--- Start Page extract ---

The selected publications listed below are grouped by research area:
- pursuing equity in a segregated school system
- school discipline & safety
- preparing school leaders committed to social justice
PURSUING EQUITY IN A SEGREGATED SCHOOL SYSTEM
Garver, R., & Hopkins, M. (2020). Segregation and integration in the education of English Learners: Leadership and policy dilemmas. Leadership and Policy in Schools, 19 (1), 1-5.
In this introduction to the special issue, we establish why school leaders must be attentive to how the organization of educational programs for English Learners impacts the degree to which they are segregated or integrated. We preview each article in the special issue and clarify the contributions that these pieces collectively make to research and practice. We argue that taken together the articles make the case that school leaders must balance separation and integration in a way that fosters equity of opportunity and affirms English Learners’ multilingual and multicultural identities.
Garver, R. (2020). How harmful is segregation? English Learners’ conditions for learning in segregated classrooms. Leadership and Policy in Schools, 19 (1), 123-140.
This ethnographic study compares the educational experiences of Bangla-speaking and Spanish-speaking English Learners (ELs) served by officially identical bilingual instructional models within one public middle school. Building on theories of policy implementation and a case within a case analysis, I ask: How do EL’s conditions for learning in segregated settings vary within schools? What varies the degree of harm or benefit entailed by linguistic segregation within schools? I argue that administrative choices related to program design and staffing, as well as the characteristics of the US-born population and the staff’s beliefs about culture, impacted Bangla- and Spanish-speaking ELs’ conditions for learning.

--- End Page extract ---
--- Start Supplied entries ---

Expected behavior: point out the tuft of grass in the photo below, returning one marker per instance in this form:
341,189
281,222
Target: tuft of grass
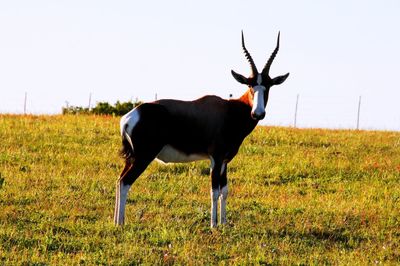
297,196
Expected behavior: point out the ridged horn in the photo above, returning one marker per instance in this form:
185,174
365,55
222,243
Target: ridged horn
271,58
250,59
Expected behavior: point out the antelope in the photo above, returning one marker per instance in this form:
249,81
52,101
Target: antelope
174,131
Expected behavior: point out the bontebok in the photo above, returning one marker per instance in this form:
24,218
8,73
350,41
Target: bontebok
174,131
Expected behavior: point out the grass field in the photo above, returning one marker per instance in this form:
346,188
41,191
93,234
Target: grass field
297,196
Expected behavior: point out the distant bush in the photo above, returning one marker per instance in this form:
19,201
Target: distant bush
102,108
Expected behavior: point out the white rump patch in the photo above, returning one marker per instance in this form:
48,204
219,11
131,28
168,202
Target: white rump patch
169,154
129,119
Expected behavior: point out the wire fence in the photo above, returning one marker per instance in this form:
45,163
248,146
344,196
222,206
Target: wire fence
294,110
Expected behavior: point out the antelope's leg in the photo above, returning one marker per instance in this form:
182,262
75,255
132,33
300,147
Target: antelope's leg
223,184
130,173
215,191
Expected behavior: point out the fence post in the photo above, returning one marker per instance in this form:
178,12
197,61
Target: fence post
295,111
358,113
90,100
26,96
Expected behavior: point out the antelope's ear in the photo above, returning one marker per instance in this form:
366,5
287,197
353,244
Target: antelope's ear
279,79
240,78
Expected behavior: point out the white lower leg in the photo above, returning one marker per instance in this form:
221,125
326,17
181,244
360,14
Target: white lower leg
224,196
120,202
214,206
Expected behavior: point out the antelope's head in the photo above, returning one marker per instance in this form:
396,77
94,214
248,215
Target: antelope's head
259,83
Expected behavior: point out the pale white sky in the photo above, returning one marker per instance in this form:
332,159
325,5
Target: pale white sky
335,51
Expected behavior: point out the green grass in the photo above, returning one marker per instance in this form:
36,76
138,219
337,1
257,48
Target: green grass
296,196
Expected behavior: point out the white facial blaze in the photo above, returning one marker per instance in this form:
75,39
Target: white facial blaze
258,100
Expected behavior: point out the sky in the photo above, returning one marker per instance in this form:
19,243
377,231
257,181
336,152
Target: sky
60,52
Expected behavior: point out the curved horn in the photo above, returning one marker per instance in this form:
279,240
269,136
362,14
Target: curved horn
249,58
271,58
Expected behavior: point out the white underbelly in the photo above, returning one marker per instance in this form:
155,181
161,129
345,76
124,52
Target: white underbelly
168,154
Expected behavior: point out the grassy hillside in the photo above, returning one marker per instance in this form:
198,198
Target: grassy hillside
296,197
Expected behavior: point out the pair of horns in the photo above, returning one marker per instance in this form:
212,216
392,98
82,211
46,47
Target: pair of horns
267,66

--- End Supplied entries ---
--- Start Supplied entries ---

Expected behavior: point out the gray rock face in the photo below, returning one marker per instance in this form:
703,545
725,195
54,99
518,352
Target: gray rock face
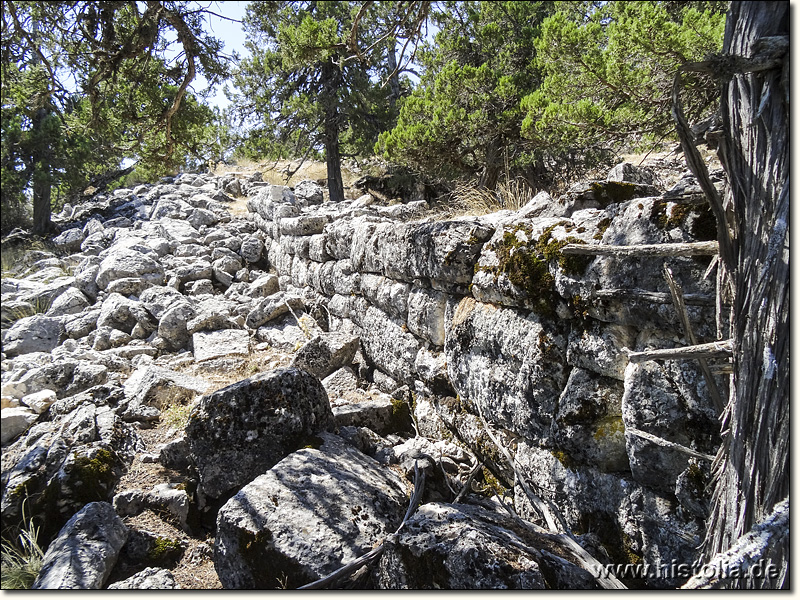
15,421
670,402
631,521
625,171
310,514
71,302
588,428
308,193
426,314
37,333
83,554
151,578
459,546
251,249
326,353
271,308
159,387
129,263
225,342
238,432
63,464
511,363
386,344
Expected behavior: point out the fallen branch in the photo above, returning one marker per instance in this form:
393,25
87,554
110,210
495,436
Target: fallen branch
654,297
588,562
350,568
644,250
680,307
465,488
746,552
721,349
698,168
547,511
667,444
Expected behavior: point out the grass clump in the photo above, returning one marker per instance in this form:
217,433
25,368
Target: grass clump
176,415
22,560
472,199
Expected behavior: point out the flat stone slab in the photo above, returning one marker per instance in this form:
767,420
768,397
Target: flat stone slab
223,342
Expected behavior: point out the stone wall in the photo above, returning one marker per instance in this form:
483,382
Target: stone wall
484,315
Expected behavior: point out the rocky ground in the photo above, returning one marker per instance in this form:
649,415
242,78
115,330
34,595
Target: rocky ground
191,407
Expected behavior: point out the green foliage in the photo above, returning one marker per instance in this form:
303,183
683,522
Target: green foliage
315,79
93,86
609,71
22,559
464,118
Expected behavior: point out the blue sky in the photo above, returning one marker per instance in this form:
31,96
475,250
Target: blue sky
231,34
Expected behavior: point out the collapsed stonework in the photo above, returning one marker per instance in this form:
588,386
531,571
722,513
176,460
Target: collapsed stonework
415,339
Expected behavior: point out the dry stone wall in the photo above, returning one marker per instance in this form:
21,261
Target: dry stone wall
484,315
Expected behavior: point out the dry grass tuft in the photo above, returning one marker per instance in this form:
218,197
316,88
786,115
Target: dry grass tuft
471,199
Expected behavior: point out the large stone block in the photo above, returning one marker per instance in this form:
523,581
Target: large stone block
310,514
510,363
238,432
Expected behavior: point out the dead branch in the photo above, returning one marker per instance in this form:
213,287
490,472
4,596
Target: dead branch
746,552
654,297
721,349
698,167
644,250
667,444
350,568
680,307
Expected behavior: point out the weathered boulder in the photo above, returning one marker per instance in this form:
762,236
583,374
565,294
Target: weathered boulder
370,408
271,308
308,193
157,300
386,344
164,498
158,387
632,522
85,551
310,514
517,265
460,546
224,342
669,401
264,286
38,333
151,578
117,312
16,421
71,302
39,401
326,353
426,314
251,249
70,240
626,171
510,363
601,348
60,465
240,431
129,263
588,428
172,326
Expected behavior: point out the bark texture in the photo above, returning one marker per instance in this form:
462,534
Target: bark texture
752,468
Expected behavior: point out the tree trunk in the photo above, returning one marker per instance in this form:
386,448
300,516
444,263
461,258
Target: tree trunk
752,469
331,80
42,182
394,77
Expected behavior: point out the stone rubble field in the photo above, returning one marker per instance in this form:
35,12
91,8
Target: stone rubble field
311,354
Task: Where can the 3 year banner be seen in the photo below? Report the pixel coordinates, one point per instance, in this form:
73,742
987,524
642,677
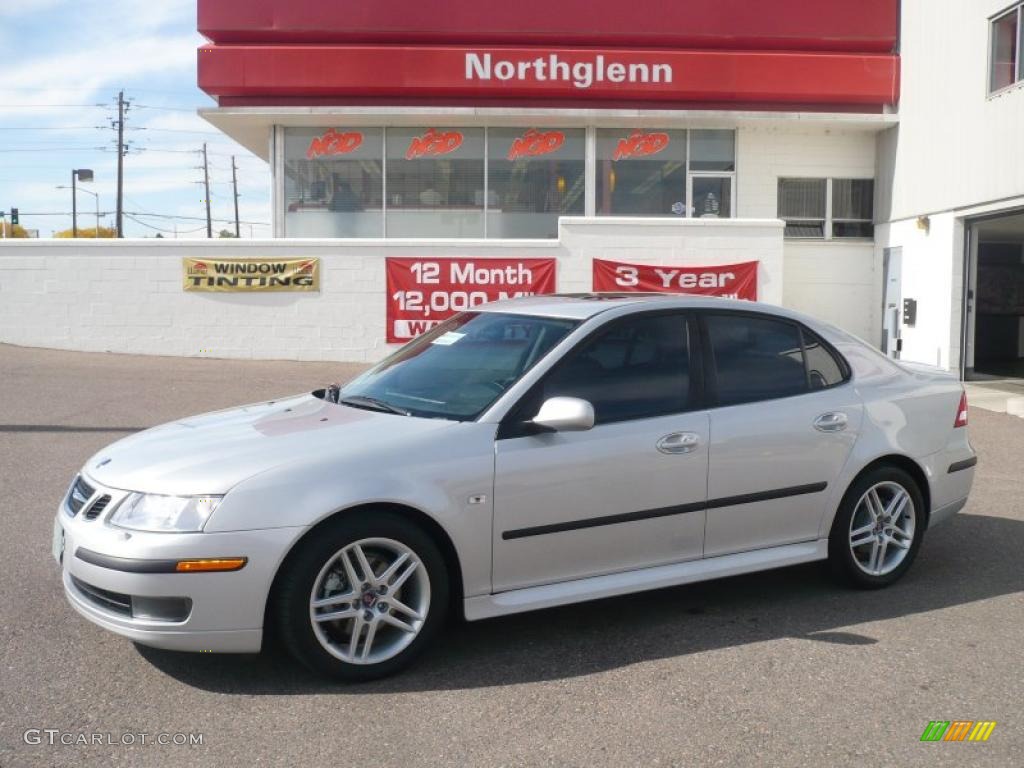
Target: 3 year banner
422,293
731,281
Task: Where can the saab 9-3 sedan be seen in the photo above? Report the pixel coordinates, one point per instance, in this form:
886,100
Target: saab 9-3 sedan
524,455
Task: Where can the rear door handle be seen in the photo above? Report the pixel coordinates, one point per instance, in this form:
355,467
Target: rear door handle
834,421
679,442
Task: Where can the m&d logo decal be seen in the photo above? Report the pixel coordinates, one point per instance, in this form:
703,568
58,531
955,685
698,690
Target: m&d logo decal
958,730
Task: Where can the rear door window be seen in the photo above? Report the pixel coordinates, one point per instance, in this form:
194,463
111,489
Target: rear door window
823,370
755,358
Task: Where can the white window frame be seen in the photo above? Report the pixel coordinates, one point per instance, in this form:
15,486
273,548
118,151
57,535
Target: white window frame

--- End Supplied entries ---
--- Start Supplied entries ---

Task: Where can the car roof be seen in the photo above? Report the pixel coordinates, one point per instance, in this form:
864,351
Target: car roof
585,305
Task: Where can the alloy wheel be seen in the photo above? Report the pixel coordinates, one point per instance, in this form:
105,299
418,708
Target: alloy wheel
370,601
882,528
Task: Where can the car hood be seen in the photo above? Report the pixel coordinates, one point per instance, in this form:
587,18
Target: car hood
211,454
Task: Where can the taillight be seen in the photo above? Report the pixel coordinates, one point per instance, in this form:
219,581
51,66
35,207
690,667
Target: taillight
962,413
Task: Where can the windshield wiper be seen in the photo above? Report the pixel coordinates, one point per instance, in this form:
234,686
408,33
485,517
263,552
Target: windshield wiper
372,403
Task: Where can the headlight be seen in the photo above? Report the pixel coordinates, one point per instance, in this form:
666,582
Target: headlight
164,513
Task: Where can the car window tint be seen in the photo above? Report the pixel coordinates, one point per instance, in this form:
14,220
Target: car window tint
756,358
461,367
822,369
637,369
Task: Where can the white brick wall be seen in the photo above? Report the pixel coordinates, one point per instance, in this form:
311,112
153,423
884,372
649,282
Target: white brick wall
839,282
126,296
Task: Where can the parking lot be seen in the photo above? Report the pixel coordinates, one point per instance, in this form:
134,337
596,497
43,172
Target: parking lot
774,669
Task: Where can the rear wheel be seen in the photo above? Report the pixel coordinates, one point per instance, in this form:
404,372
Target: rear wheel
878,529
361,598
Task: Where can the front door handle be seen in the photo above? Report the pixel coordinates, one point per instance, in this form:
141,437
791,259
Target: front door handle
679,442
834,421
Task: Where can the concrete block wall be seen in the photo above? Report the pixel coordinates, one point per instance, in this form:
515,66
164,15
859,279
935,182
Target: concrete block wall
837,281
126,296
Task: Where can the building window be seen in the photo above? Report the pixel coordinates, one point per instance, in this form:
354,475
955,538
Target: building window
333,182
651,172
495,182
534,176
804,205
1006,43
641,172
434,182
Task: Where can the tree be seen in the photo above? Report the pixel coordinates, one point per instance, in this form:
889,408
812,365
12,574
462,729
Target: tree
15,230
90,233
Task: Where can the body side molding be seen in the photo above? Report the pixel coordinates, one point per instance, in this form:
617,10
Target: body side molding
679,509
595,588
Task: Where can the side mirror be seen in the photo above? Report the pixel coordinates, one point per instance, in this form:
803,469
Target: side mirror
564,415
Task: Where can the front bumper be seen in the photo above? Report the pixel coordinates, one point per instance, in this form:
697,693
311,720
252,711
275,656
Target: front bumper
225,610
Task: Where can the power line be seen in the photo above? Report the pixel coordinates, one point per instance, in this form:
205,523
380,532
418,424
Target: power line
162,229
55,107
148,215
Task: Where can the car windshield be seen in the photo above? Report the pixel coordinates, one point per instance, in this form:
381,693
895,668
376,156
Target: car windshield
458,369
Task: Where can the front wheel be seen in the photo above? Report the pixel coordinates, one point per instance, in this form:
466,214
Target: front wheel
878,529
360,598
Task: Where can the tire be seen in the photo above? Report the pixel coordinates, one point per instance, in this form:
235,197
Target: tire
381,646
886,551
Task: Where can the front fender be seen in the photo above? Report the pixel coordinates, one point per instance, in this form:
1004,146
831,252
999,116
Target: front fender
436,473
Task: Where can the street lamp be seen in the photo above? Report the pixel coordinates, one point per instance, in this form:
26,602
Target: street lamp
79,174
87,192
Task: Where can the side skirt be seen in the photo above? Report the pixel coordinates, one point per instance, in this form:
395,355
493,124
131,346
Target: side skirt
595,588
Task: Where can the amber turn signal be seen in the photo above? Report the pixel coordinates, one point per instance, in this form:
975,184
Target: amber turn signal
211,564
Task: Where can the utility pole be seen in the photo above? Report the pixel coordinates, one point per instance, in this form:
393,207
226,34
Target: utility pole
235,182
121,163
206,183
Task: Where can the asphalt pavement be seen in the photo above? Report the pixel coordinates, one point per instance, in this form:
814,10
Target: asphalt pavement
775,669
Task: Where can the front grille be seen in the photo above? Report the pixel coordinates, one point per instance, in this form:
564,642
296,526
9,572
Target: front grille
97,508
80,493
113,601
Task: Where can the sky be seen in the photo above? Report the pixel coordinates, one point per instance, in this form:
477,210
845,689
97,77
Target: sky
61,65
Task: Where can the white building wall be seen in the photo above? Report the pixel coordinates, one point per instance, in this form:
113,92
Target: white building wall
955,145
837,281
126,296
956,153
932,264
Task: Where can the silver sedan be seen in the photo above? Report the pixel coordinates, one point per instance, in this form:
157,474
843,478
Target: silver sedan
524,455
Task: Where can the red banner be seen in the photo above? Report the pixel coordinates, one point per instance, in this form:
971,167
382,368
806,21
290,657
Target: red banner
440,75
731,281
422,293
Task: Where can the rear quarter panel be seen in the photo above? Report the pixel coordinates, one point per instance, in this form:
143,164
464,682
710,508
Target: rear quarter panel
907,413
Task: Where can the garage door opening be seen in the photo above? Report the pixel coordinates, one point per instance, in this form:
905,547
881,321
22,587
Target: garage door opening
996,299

--- End Supplied entries ---

* _Directions for this task_
In the publications list, which two groups of English Learners does the ethnographic study by Garver compare?

* _Reply_
Bangla-speaking and Spanish-speaking English Learners in one public middle school.